— start GIVEN TEXT —

In addition to avoiding the ordinary, the trio refused to post photos of people who are disabled, working Walmart employees, or the Amish.

The site gave rise to various other similar websites, some with variations on the theme.

==Site features==
The People of Walmart site was divided into tabs, including photos (broken up into newest, top rated, by state, and random), stories (love letters and hate mail), videos, and a submit section. Users had the ability to rate the photos that are posted. There was also a store selling logoed merchandise. The site was a member of the Three Ring Blogs network of blogs where people could post anonymous content, most of which had a humorous focus; others included "That's my boss," "dumbtweets," "Girls in yoga pants," and "How I was dumped."

==Backlash==
Walmart spokesman David Tovar declined to comment, saying in an e-mail that it "doesn't seem like it's news that there's a website that allows people to post photos on it".

— end GIVEN TEXT —

EXERCISES:
1) What network of blogs was the site a member of, according to the People of Walmart text?
2) Rewrite the People of Walmart text's passage that opens with the words containing "In addition to" and closes with "on the theme.", changing "trio" to "founders".
3) Please carry the People of Walmart text forward from its last sentence.

— start INFORMATION PROVIDED —

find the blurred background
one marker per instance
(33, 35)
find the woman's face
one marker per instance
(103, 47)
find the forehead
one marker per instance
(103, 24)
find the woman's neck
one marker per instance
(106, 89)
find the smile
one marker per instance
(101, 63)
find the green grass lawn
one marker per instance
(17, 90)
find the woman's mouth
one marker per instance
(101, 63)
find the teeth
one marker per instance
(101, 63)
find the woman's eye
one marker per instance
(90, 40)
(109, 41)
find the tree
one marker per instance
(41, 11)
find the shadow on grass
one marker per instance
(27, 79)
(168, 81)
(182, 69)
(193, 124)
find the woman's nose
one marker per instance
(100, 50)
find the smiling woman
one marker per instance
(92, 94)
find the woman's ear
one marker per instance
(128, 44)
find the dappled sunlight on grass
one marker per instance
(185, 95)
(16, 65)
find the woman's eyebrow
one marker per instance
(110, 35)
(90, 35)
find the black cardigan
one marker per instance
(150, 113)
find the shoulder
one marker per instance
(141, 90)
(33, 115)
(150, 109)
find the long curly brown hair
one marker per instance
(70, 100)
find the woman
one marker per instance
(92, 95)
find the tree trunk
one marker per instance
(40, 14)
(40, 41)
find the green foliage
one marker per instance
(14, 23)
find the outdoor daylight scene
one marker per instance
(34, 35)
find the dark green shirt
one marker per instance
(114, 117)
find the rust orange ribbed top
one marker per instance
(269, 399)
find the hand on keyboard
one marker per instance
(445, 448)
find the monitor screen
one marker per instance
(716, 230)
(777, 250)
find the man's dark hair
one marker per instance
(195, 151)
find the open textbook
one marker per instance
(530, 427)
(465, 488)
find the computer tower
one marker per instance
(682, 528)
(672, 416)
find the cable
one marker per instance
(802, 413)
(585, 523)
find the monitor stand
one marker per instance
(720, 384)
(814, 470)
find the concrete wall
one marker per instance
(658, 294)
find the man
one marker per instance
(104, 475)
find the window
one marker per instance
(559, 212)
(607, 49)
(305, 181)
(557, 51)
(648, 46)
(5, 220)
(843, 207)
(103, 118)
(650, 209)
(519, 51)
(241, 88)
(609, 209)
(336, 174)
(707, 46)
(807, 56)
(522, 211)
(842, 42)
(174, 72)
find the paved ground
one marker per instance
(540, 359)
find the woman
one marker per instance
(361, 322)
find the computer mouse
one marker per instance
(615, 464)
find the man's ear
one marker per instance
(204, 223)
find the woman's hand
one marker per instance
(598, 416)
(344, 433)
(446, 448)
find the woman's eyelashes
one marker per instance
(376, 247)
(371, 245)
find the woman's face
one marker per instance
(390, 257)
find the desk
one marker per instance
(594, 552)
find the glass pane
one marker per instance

— end INFORMATION PROVIDED —

WRITTEN ANSWERS:
1) The Three Ring Blogs network.

2)
In addition to avoiding the ordinary, the founders refused to post photos of people who are disabled, working Walmart employees, or the Amish.

The site gave rise to various other similar websites, some with variations on the theme.

3)
A woman named Melanie Wheeler was upset upon finding her mother's embarrassing image on the site accompanied by the caption, "A member of the Canadian division of the Trench Coat Mafia." The pair contacted the press to express their disgust in the website and how they had felt violated. However, the People of Walmart FAQ stated that if a user finds that they are unwillingly shown in a picture, "Simply email us and we will take it down, no problem. If you like your photo but hate the caption or comment send us an email and we can remove it."

==Social media==
People of Walmart had a Facebook and Twitter account; and in 2017 announced the launch of apps for Android and iOS allowing pictures to be posted from a mobile device.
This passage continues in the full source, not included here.